Required action - Exclude the pictures, and otherwise reproduce the data in full.

Records supplied -
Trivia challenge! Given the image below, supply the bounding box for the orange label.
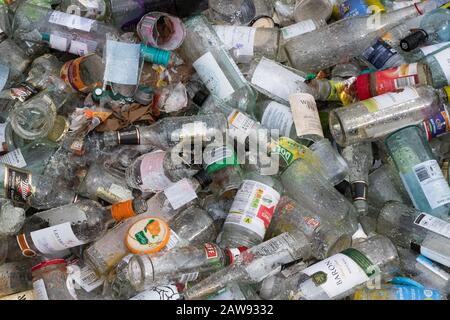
[60,55,101,93]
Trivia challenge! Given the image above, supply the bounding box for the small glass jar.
[32,259,75,300]
[385,125,450,218]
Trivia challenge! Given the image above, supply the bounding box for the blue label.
[392,285,441,300]
[340,0,371,18]
[424,106,449,139]
[362,40,398,69]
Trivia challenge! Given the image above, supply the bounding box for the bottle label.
[432,47,450,84]
[251,58,305,102]
[412,160,450,209]
[416,255,450,281]
[193,52,235,100]
[139,150,173,192]
[289,93,324,137]
[49,34,69,52]
[35,206,87,226]
[420,42,450,56]
[60,56,97,93]
[204,243,222,269]
[163,178,198,210]
[281,19,317,40]
[0,149,27,168]
[129,285,180,300]
[203,145,235,167]
[353,286,441,300]
[69,40,90,56]
[96,184,133,204]
[163,229,180,251]
[362,40,397,70]
[375,64,419,95]
[362,87,419,112]
[9,82,38,102]
[227,110,257,140]
[261,101,293,137]
[414,240,450,268]
[48,11,95,32]
[225,180,281,239]
[179,272,199,283]
[351,181,368,201]
[271,137,303,167]
[414,212,450,239]
[213,25,256,57]
[30,222,86,254]
[423,106,449,140]
[32,279,49,300]
[300,248,375,299]
[339,0,372,18]
[4,166,32,204]
[0,123,6,152]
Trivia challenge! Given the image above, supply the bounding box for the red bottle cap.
[355,73,372,101]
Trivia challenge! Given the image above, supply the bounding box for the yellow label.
[362,99,379,113]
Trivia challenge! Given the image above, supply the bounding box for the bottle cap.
[31,259,67,272]
[444,86,450,102]
[111,199,138,221]
[355,73,372,101]
[192,89,209,106]
[125,217,170,254]
[193,169,212,189]
[400,30,428,52]
[140,45,172,67]
[226,246,248,264]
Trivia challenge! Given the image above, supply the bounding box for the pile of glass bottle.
[1,0,450,301]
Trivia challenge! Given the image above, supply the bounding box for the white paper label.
[227,110,257,140]
[289,93,324,137]
[0,123,6,151]
[76,265,104,292]
[420,42,450,56]
[225,180,281,238]
[281,19,317,40]
[365,87,419,111]
[33,279,49,300]
[69,40,89,56]
[164,229,180,251]
[413,160,450,209]
[30,222,86,254]
[109,184,133,201]
[193,52,235,99]
[0,149,27,168]
[414,212,450,239]
[130,285,180,300]
[251,58,305,102]
[48,11,94,32]
[433,48,450,83]
[213,25,256,57]
[302,253,370,299]
[49,34,69,52]
[261,101,293,137]
[140,151,173,192]
[104,40,141,85]
[164,179,198,210]
[419,245,450,268]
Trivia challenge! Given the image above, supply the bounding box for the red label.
[204,243,218,260]
[257,205,275,229]
[375,64,418,95]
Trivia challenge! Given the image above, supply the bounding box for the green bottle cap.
[140,44,171,67]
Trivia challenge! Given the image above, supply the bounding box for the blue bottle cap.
[140,44,171,66]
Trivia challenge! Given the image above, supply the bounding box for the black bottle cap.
[410,241,421,253]
[192,89,209,106]
[193,169,212,189]
[400,30,428,52]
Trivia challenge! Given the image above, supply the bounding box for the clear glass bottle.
[0,261,33,298]
[276,235,399,300]
[101,113,227,150]
[10,2,120,56]
[244,57,309,104]
[423,47,450,89]
[180,15,257,112]
[125,148,202,193]
[0,163,77,210]
[267,195,353,260]
[110,243,243,299]
[280,157,359,236]
[385,125,450,218]
[284,1,444,73]
[32,259,75,300]
[329,86,449,147]
[0,139,58,175]
[214,25,280,64]
[218,171,282,249]
[183,230,312,300]
[0,37,31,91]
[342,142,373,215]
[208,0,257,25]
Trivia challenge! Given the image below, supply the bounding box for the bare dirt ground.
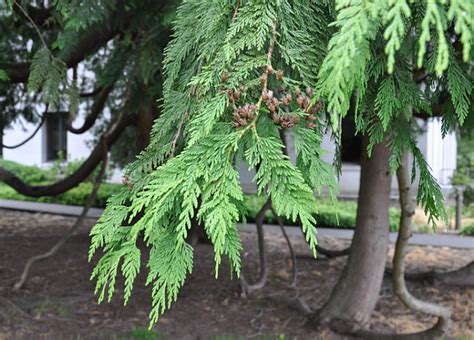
[0,209,473,339]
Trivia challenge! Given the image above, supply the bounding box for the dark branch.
[1,10,131,83]
[68,85,113,134]
[13,4,52,26]
[0,112,135,197]
[2,114,45,149]
[80,87,104,98]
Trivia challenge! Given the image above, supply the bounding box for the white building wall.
[3,115,94,167]
[425,117,457,189]
[239,118,457,198]
[3,117,44,166]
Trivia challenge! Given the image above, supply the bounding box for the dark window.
[341,117,362,164]
[45,114,67,161]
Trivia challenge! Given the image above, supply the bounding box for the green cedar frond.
[383,0,411,73]
[245,134,319,256]
[28,48,67,108]
[317,0,378,132]
[294,127,338,200]
[0,69,9,81]
[447,53,473,125]
[89,0,474,329]
[447,0,474,62]
[412,146,448,227]
[417,0,449,75]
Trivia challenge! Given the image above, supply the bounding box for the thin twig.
[2,106,47,149]
[12,0,48,49]
[170,112,188,158]
[390,150,451,336]
[271,207,297,287]
[231,0,240,23]
[240,197,272,296]
[12,143,108,291]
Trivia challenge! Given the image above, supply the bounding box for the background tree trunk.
[310,136,392,333]
[389,150,451,338]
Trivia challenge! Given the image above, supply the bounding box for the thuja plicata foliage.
[86,0,473,327]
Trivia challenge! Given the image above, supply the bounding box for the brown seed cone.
[315,101,323,111]
[272,113,280,123]
[296,96,304,108]
[277,69,284,81]
[227,88,234,99]
[221,70,229,83]
[261,73,268,85]
[302,98,309,110]
[238,118,247,126]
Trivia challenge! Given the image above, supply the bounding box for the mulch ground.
[0,209,473,339]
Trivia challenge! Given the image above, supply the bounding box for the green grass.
[118,328,161,340]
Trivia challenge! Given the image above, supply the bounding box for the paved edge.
[0,199,472,249]
[0,199,104,218]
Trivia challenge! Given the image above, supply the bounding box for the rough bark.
[309,137,392,333]
[0,112,134,197]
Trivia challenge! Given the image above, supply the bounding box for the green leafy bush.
[460,223,474,236]
[0,159,50,184]
[0,159,401,230]
[242,194,400,231]
[0,182,121,208]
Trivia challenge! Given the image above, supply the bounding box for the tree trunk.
[135,95,157,150]
[0,125,3,157]
[310,137,392,333]
[389,150,451,338]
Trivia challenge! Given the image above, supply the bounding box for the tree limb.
[67,85,113,134]
[2,110,46,149]
[12,3,52,26]
[391,150,451,337]
[1,11,130,83]
[0,111,134,197]
[240,197,272,297]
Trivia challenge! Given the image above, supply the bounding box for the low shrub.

Solution for this task -
Trivia challenge! Given the image below, supply the bounding box for the orange label.
[60,55,101,93]
Trivia challenge! Given the image above, supply the bounding box for the small glass jar.
[32,259,75,300]
[385,125,450,218]
Trivia challenge! Given the image above, supply the bounding box for the blue label.
[392,285,441,300]
[340,0,371,18]
[424,106,449,139]
[362,40,398,69]
Trivia challenge! Given the image above, supply the bounding box for the bottle label.
[432,47,450,84]
[251,58,305,102]
[412,160,450,209]
[416,255,450,281]
[193,52,235,100]
[139,150,173,192]
[289,93,324,137]
[49,34,69,52]
[35,206,87,226]
[420,42,450,56]
[60,56,97,93]
[204,243,222,269]
[163,178,198,210]
[281,19,317,40]
[0,149,27,168]
[129,285,180,300]
[203,145,235,167]
[353,286,441,300]
[69,40,90,56]
[96,184,133,204]
[163,229,180,251]
[362,40,397,70]
[375,64,419,95]
[362,87,419,112]
[9,82,38,102]
[227,110,257,140]
[261,101,293,137]
[414,240,450,268]
[48,11,95,32]
[225,180,281,239]
[179,272,199,283]
[351,181,368,201]
[271,137,303,167]
[414,212,450,239]
[213,25,256,57]
[30,222,86,254]
[423,106,449,140]
[32,279,49,300]
[300,248,375,299]
[339,0,372,18]
[4,166,32,204]
[0,123,6,152]
Trivia challenge! Given the image above, supply the bounding box for the red bottle cap.
[355,73,372,101]
Trivia challenge! Given the image above, supply the bounding box for the yellow label.
[362,99,379,113]
Trivia challenge! Given the image above, supply the bounding box for the bottle cap.
[31,259,67,272]
[444,86,450,102]
[111,199,138,221]
[355,73,372,101]
[192,89,209,106]
[125,217,170,254]
[193,169,212,189]
[400,30,428,52]
[140,45,172,67]
[226,246,248,264]
Trivia challenge! Given the image above, supply the bounding box for the pile of glass bottle.
[1,0,450,301]
Trivia challenge! Given the image above, supply the bounding box for the white paper label.
[227,110,257,140]
[289,93,324,137]
[0,123,6,151]
[76,265,104,292]
[420,42,450,56]
[225,180,281,238]
[281,19,317,40]
[365,87,419,111]
[33,279,49,300]
[69,40,89,56]
[164,229,180,251]
[413,160,450,209]
[30,222,86,254]
[109,184,133,201]
[193,52,235,99]
[0,149,27,168]
[414,212,450,239]
[130,285,180,300]
[251,58,305,102]
[48,11,94,32]
[433,48,450,83]
[213,25,256,57]
[302,253,370,299]
[49,34,69,52]
[261,101,293,137]
[140,151,173,192]
[104,40,141,85]
[164,179,198,210]
[419,245,450,268]
Trivia challenge! Given the image above, supply the bounding box for the red label.
[204,243,218,260]
[257,205,275,229]
[375,64,418,95]
Trivia challenge! Given the image above, supply the bounding box for the green bottle cap.
[140,44,171,67]
Trivia challenge! Given the image above, supply the bounding box for the blue bottle cap.
[140,44,171,66]
Trivia challenge! Given the image above, supply the bounding box for the black bottle cap.
[410,241,421,253]
[192,89,209,106]
[193,169,212,189]
[400,30,428,52]
Trivia challenge! Given the image above, supply the bounding box for the clear glass bottle.
[0,261,33,298]
[276,235,399,300]
[101,113,227,150]
[10,2,120,56]
[244,57,309,104]
[423,47,450,89]
[180,15,257,112]
[125,148,202,193]
[0,163,77,210]
[267,195,353,260]
[110,243,243,299]
[280,157,359,236]
[385,125,450,218]
[284,1,444,73]
[32,259,75,300]
[329,86,449,147]
[0,139,58,175]
[214,25,280,64]
[218,171,282,249]
[183,230,312,300]
[0,37,31,91]
[342,142,373,215]
[208,0,257,25]
Trivia challenge! Given the image below, supply the bounding box for the bare dirt ground.
[0,209,473,339]
Trivia challenge! Given the image above, supply the bounding box for the dark branch.
[1,10,131,83]
[68,85,113,134]
[13,4,52,26]
[0,112,135,197]
[2,114,45,149]
[80,87,104,98]
Trivia challenge! Given the image above, supply the bounding box for the white building wall.
[3,115,94,167]
[425,117,457,189]
[239,118,457,198]
[3,117,44,166]
Trivia challenge! Given the image above, supply the bounding box for the dark window.
[341,117,362,164]
[45,114,67,161]
Trivia challenge! Given the image above, supply the bounding box for the green cedar frond.
[383,0,411,73]
[245,134,319,256]
[28,48,67,108]
[317,0,378,132]
[294,127,338,200]
[0,69,9,81]
[447,53,473,125]
[89,0,474,329]
[447,0,474,62]
[412,146,448,227]
[417,0,449,75]
Trivia challenge! Given the image above, supply the bounding box for the thin twig.
[2,106,47,149]
[12,0,48,49]
[170,112,188,158]
[390,150,451,336]
[271,207,297,287]
[231,0,240,23]
[240,197,272,296]
[12,143,108,291]
Trivia challenge! Given the image above, supply the bounding box for the background tree trunk.
[310,136,392,333]
[389,150,451,338]
Trivia challenge! Given the image above, supply the bounding box for the thuja plicata foliage.
[86,0,473,327]
Trivia challenge! Given the image above, supply the bounding box for the brown seed cone.
[315,101,323,111]
[272,113,280,123]
[296,96,304,108]
[277,69,284,81]
[227,88,234,99]
[221,70,229,83]
[261,73,268,85]
[302,98,309,110]
[238,118,247,126]
Trivia challenge! Given the image above, supply the bounding box for the mulch ground.
[0,209,473,339]
Trivia challenge! Given the image above, supply the bounding box for the green grass.
[118,328,161,340]
Trivia challenge! Given the image above, supply the bounding box for the paved edge.
[0,199,472,249]
[0,199,104,218]
Trivia challenge! Given the image above, supply the bounding box for the rough bark.
[309,137,392,333]
[0,112,134,197]
Trivia challenge! Given the image above, supply the bounding box for the green leafy bush.
[460,223,474,236]
[0,159,50,184]
[0,159,401,230]
[242,194,400,231]
[0,182,121,208]
Trivia challenge! Given the image above, supply the bounding box for the tree trunk.
[135,95,157,150]
[0,125,3,157]
[310,137,392,333]
[389,150,451,338]
Trivia challenge! Given the image above, supply the bounding box for the tree limb.
[67,85,113,134]
[2,110,46,149]
[12,3,52,26]
[391,150,451,337]
[1,11,130,83]
[0,111,134,197]
[240,197,272,297]
Trivia challenge! Given the image above, supply the bounding box for the low shrub.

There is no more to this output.